**Exercise objective**
Using the records below, give again exactly the lines from the line that contains "stack. For each one, return a bounding box." through the line that contains "decoration. For each one, return a bounding box.", both ends included, and only those.

**Dataset entries**

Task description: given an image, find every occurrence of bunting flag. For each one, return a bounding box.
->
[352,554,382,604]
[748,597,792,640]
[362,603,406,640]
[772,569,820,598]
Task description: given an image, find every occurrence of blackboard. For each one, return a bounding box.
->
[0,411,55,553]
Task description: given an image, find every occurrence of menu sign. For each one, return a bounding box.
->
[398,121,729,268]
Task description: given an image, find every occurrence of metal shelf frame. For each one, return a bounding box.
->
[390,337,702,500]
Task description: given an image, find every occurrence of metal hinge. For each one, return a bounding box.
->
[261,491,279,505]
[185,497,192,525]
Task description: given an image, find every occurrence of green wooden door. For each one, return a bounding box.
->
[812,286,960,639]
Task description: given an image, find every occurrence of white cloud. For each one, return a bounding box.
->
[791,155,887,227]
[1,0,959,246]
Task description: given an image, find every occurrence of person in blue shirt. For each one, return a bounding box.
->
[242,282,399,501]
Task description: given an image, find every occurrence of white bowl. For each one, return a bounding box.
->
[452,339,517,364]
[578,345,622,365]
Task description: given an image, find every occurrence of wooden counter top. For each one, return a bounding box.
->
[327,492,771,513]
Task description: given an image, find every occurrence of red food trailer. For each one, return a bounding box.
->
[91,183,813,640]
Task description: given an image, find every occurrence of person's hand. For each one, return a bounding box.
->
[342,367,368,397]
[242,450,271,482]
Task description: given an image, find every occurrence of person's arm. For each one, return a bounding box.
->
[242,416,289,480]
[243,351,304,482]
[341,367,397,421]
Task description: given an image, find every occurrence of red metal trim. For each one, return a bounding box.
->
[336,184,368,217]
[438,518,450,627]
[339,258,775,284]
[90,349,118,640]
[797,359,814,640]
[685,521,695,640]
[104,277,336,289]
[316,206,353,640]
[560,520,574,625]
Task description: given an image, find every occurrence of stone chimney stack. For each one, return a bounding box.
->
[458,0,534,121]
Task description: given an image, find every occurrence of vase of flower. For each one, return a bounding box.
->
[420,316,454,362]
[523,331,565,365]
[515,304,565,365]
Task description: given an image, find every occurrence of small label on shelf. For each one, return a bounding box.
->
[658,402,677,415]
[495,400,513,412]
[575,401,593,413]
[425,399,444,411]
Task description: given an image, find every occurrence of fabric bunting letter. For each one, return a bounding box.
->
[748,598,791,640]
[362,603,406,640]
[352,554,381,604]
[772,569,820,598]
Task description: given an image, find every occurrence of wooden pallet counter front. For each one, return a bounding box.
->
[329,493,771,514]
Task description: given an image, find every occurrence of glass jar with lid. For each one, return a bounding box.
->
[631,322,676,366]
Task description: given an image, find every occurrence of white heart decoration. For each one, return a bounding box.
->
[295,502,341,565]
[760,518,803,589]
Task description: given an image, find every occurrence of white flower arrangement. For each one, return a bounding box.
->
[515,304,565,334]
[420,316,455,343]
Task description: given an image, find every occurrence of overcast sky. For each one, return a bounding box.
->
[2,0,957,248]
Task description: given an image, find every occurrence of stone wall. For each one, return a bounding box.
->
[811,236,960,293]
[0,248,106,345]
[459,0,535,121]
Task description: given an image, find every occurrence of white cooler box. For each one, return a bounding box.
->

**The answer**
Task description: given an image, find every occurrence of stone chimney stack. For each one, return a bounding box.
->
[458,0,534,121]
Task description: given an image, find every occurrence of vase of flower. For each one, return a bounding box.
->
[420,316,454,362]
[523,331,565,365]
[515,304,565,365]
Task description: given an image, find every occurrence of small label on shelf. For each one, return a bounding box.
->
[658,402,677,415]
[495,400,513,412]
[575,401,593,413]
[425,399,444,411]
Task description: given an image, find every occurrence of fabric bunting letter. For each one, return a bounding box.
->
[748,598,791,640]
[362,603,406,640]
[352,554,381,604]
[772,569,820,598]
Task description: given an image, find every occurrence of wooden pallet counter front. For each one, return a bounding box.
->
[329,493,771,514]
Task description: given an image, find every occurrence of glass jar with lid. For each one, return a bounding box.
->
[631,322,676,366]
Task description: given an image, find every occurrence of white heart decoration. For each one, return a bounding box.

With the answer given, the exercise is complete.